Parts of the exercise:
A: Name every quality that, according to the page on Overlays Capture Architecture, the FAIR Data Principles aim to give data.
B: Write the next part of the page on Overlays Capture Architecture, picking up after its last sentence.

Overlays Capture Architecture
Providing a standardised global solution for deterministic semantics
The post-millennial generation has witnessed an explosion of captured data points which has sparked profound possibilities in both Artificial Intelligence (AI) and Internet of Things (IoT) solutions. This has spawned the collective realisation that society’s current technological infrastructure is simply not equipped to fully protect personally identifiable information (PII) or to entice corporations to break down internal data silos, streamline data harmonisation processes and ultimately resolve worldwide data duplication and storage resource issues.
The FAIR Data Principles (Wilkinson et al., 2016), a set of guiding principles to make data findable, accessible, interoperable and reusable, provide guidance for scientific data management and stewardship and are relevant to all stakeholders in the digital economy. In light of current data management deficiencies, Overlays Capture Architecture (OCA) was born in accordance with the FAIR principles and courtesy of practical knowledge and experience gained from managing data within the complex realm of clinical trials. This blog post provides an introduction to OCA, an architecture purposefully designed to act as a catalyst for data language unification and a seed component in the enablement of a new dynamic data economy (DDE).
The cognitive framework available for data management requirements across all industry sectors continues to be hampered by limitations to the foundational structure of currently deployed electronic capture solutions. In terms of schema design, OCA represents a schema as a multi-dimensional object consisting of a stable capture base and interoperable overlays. By introducing overlays as task-oriented linked data objects within the schema stack, OCA offers an optimal level of both efficiency and interoperability in alignment with FAIR principles. The architecture provides a stable infrastructure to facilitate seamless data harmonisation and interoperability processes, not only between internal departments and functions, but also between external companies working under a multi-layered governance framework as defined by, for instance, an industry consortium.

Stored records:
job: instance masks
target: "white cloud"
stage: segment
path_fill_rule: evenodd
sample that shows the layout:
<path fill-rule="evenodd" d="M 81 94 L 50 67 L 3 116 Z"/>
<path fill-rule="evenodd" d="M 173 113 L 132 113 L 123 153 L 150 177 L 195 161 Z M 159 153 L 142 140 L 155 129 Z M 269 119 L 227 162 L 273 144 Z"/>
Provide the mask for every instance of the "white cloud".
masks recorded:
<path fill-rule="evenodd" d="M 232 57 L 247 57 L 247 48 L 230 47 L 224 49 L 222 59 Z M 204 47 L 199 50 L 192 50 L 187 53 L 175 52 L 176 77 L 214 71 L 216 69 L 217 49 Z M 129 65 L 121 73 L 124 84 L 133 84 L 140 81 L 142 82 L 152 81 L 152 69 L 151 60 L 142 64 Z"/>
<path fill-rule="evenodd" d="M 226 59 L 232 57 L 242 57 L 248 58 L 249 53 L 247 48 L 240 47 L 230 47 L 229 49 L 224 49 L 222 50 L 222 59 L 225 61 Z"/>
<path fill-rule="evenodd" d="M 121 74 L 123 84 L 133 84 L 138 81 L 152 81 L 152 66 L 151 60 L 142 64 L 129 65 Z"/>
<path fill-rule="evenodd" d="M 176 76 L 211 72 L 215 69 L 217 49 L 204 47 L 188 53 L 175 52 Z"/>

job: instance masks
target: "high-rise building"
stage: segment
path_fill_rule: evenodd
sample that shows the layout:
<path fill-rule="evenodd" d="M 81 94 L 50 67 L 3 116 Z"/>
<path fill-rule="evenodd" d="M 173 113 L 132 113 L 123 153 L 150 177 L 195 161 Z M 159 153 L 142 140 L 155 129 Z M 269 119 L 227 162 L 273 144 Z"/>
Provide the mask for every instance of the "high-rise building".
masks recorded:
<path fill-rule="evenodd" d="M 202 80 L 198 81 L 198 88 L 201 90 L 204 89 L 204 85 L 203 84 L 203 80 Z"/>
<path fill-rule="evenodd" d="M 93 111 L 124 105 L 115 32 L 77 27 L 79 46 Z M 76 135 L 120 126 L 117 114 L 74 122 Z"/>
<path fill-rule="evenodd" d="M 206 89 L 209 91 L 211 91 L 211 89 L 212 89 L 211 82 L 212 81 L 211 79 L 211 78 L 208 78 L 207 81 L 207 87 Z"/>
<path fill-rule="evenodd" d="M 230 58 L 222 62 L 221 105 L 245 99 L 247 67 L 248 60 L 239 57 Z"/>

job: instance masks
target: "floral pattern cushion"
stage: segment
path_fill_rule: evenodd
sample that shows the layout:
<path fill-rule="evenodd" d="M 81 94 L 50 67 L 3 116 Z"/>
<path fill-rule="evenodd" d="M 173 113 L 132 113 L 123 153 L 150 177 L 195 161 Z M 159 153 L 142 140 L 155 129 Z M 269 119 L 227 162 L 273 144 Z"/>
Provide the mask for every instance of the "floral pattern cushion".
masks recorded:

List of answers:
A: Findable, accessible, interoperable, reusable

B:
OCA: a cornerstone in a new Dynamic Data Economy
In terms of the creation of a fully-fledged DDE, we are still in the early turbulent stages of business, legal, technological and social innovation. To support a new paradigm of decentralised interactions, processes and practices such as de-identification, dissolution of corporate “walled-garden” storage, worldwide data harmonisation and single-source master data retrieval, new data-centric innovation is required. Despite these required revisions, one thing is for certain, civic society is heading into an era where siloed data ownership will be superseded by consented access to subsets of decentralised data. A new and finer understanding of how data is entered and captured in an ever-expanding and intrusive Internet continues to fuel a decentralisation movement consisting of active and passive identifiers to enable the interaction of authentic inputs and deterministic semantics beyond the confines of siloed data management solutions. The concept of self-determination regarding personal data is rapidly evolving in technological circles with the advancement of decentralised digital identity solutions.
If decentralised digital identity establishes whether or not data inputs can be trusted as having come from an authentic source under the governance of an entity, decentralised semantics ensure that the contextual meaning of inputted data remains intelligible for all interacting actors. It is within the context of these two domains that informed consent can be defined for auditing data portability in a DDE and OCA is the catalyst to enable consensual data flows.
OCA is the cornerstone for a safe and secure data sharing economy. The architecture provides an interoperable data capture solution for both centralised and decentralised networks. Blockchains and other distributed ledger technologies (DLTs) have the potential to drive uniform data processing mechanisms, verifiable proof of consent, secure data portability and decentralised digital identity. With OCA providing a standardised global solution for data capture, community-driven data standards, interoperable data capture objects and sensitive attribute flagging capability can also be realised. These core public utility technologies provide an ideal evolutionary bridge between the current data economy and a new DDE where data-centric and user-centric characteristics become synonymous whether the user is a human or an active thing.
Data-centric innovation points to a future society where new values and services will be created continuously, making people’s lives more conformable and sustainable. Developing and deploying the right data capture architecture will improve the quality of externally pooled data for future AI and IoT solutions. OCA was conceived for this purpose.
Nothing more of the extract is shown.